I am an autumn child, September to be precise. Which is how I am infinitely attracted to and inspired by the season's earthy mellowness, touched by its slow yet heady melancholia and prone to unpredictable bursts of mood swings. As if being an only child wasn't enough trouble for the world already!
Back home in India, there is no autumn really but only a prolonged and resolute summer which someone once rightly described as 'the dead summer's soul'. So quite understandably, during my first autumn here, I was utterly awestruck by this surreal and surprising change in nature's palette. That leaves actually turn, and how breathtakingly, was beyond the boundaries of my giddy euphoria. Another classic 'foreigner' moment! I would sit by the window and watch the languid leaves flutter aimlessly in the soft afternoon light, creating an illusion of a shimmering curtain of colours. The meditative afternoon walks are the most cherished, when the acoustics of the rustle and crunch of the dead leaves and the crispiness in the air stir one to the very senses. Year after year, the rituals would continue and our vacation to Vermont last autumn only strengthened the love affair forever.

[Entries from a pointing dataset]
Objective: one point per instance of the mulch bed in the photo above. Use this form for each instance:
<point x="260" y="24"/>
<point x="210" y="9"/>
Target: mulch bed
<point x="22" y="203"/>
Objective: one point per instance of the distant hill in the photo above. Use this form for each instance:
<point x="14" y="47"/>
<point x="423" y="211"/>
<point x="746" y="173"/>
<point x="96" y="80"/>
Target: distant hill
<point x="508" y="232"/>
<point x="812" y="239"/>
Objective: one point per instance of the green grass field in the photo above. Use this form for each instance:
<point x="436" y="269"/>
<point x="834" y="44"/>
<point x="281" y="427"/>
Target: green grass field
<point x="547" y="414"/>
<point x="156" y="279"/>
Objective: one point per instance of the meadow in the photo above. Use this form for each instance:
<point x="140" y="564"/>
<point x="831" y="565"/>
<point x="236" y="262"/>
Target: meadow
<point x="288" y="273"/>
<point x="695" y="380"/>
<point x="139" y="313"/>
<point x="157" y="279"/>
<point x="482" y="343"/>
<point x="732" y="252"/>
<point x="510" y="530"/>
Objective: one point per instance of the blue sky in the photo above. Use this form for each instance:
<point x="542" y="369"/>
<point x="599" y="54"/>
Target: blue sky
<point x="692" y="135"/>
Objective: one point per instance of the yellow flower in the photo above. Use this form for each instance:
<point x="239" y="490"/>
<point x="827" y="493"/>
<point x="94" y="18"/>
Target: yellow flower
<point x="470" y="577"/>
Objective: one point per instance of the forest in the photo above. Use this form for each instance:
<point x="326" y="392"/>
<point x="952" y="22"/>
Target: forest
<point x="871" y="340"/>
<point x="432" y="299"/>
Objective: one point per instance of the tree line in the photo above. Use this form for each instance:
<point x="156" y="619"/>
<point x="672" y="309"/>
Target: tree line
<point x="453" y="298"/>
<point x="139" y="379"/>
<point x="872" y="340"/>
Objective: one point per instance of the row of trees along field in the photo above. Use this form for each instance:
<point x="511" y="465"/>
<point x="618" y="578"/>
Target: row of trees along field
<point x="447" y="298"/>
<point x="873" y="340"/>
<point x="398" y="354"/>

TO BE DONE:
a) Reproduce the records word for word, from the line containing "Objective: one point per instance of the tree" through the end of the records, including both of those lines.
b) Please continue the essay about autumn from where it stops.

ANSWERS TO THE PROBLEMS:
a)
Objective: one point per instance of the tree line in the photo above. Use this form for each instance:
<point x="156" y="619"/>
<point x="672" y="309"/>
Target: tree line
<point x="453" y="298"/>
<point x="139" y="379"/>
<point x="872" y="340"/>
Objective: one point per instance of the row of trees along field in the photo above. Use this form for each instance:
<point x="511" y="465"/>
<point x="618" y="578"/>
Target: row of trees along field
<point x="447" y="298"/>
<point x="873" y="340"/>
<point x="398" y="354"/>

b)
As much beautiful and thrilling the season is, I could never overlook its pensive overtones. And I am certainly not the first one to notice that. Scores of poets and philosophers have ruminated on this riddling ripening of nature - the state when everything is at its mature yet decaying best. Despite the rush of joy from the riot of reds and golds, the falling leaves fall with such a determined longing as if they are in love with the earth, and wish to be one with it. But again, I am a pukka nature junkie and much like autumn, carry a melange of desire and doom waltzing in my heart forever.
And so, the autumn child waits...
P.S. The poetry lover in me could not resist posting these unforgettable lines of e.e. cummings, one of my favourite poets of all times:
"a wind has blown the rain away and blown
the sky away and all the leaves away,
and the trees stand. I think I too have known
autumn too long ..."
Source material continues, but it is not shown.